ЗАДАНИЯ:
1) Проверьте по тексту о красных командирах в рейхсвере, верны ли утверждения: (a) Семён Урицкий позже возглавил разведку Красной армии; (b) Моисей Урицкий поддерживал красный террор; (c) Урицкий и Дубовой сочли советскую подготовку штабных работников лучше немецкой. На каждое ответьте «да» или «нет» и приведите решающие слова текста в точной цитате.
2) Напишите продолжение текста о красных командирах в рейхсвере, начав сразу после его последнего предложения.
━━ ФРАГМЕНТ ТЕКСТА
В гостях у рейхсвера: как красные командиры учились у немцев
Содержание:
Сотрудничество Красной армии и рейхсвера — факт давно известный. И после прихода Гитлера к власти оно не прекратилось. В 1933 году в уже фашистской Германии успели побывать красные командиры — и не простые: оказывается, в немецкой военной академии учился еврей-большевик…
В 1933 году в Германии побывали Семён Петрович Урицкий и Иван Наумович Дубовой.
Семён Урицкий — племянник Моисея Урицкого, председателя петроградской ЧК и противника красного террора, по итогам убийства которого этот террор и развернулся во всю ширь. Однако племянник, превратившийся за годы Гражданской войны из интеллигентного юноши в красного «генерала», сам был незаурядной личностью. Впоследствии он возглавил разведку Красной армии, а затем — как все её руководители 30-х годов — был расстрелян. Та же судьба постигла и соратника легендарного Щорса — Ивана Наумовича Дубового. Но это потом, а пока, по итогам поездки в фашистскую Германию и обучения там в Академии генерального штаба, эти двое написали очень дельный отчёт.
Формально академию распустили вместе с генеральным штабом. Но, как отметил историк Корум, даже в официальной документации сменившее его Войсковое управление называлось Генеральным штабом. Военная академия по факту тоже сохранилась.
Урицкому и Дубовому посчастливилось не только пройти обучение в академии, но и увидеть самые различные рода войск.
Подготовка офицеров генштаба
Если сравнивать подготовку штабных работников, закончивших немецкий курс академии и советскую академию (сейчас — Академия имени Фрунзе), то большое преимущество, по оценке Урицкого и Дубового, стоит отдать немецкой.
━━━━
━━ ЗАПИСИ
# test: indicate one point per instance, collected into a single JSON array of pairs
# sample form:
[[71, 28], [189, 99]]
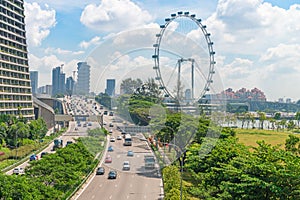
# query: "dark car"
[[43, 154], [110, 148], [112, 174], [130, 153], [33, 157], [108, 159], [100, 171]]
━━━━
ОТВЕТЫ:
1)
(a) Да: «Впоследствии он возглавил разведку Красной армии».
(b) Нет: «противника красного террора».
(c) Нет: «большое преимущество, по оценке Урицкого и Дубового, стоит отдать немецкой».

2)
Почему так получалось? Отчасти причина лежит в лучшем образовательном уровне немецких офицеров. Как пишет Корум, с 1924 по 1927 год всего 11 человек получили звание офицера, не имея среднего образования. В СССР же полное среднее образование требовали для офицеров только с середины 30-х годов — и то лишь для идущих в артиллерийские училища. Для пехотных хватало и семи классов. При этом немцы заставляли всех офицеров держать экзамен по программе, соответствующей экзамену в Академию генерального штаба до Первой мировой (а в академию отправлялись 10-15 процентов успешно сдавших экзамен, то есть лучшие из лучших).
В Красной армии такой жёсткий отбор устроить было невозможно.
Кроме того, методы обучения в немецкой академии сильно отличались от традиционных для России и СССР. Ещё при царском режиме академию ругали за схоластичность и оторванность от жизни, и, к сожалению, многое из этого перешло в советскую Академию имени Фрунзе. У немцев же упор был именно на практическом обучении. На третьем курсе, как писали авторы отчёта, более 75 процентов занятий проводилось самими слушателями в качестве руководителей. Преподаватель же обеспечивал «крепкое руководство». Такой метод позволял вырабатывать самостоятельность и навыки обучения, чрезвычайно полезные для «помощников командира», как официально назывались офицеры Генерального штаба.
Во всех занятиях упор делался на принятие решения, его формулировку и передачу войскам.
По оценке Дубового и Урицкого,
«в результате достигается если не всегда правильное, то во всяком случае лаконичное и ясное решение».
Для сравнения, в Красной армии на учениях середины 30-х годов от начала составления простейшего приказа до доставки его в войска могло проходить несколько часов.
Часто слушателя, который начинал «плавать» в формулировке решения, преподаватель прерывал.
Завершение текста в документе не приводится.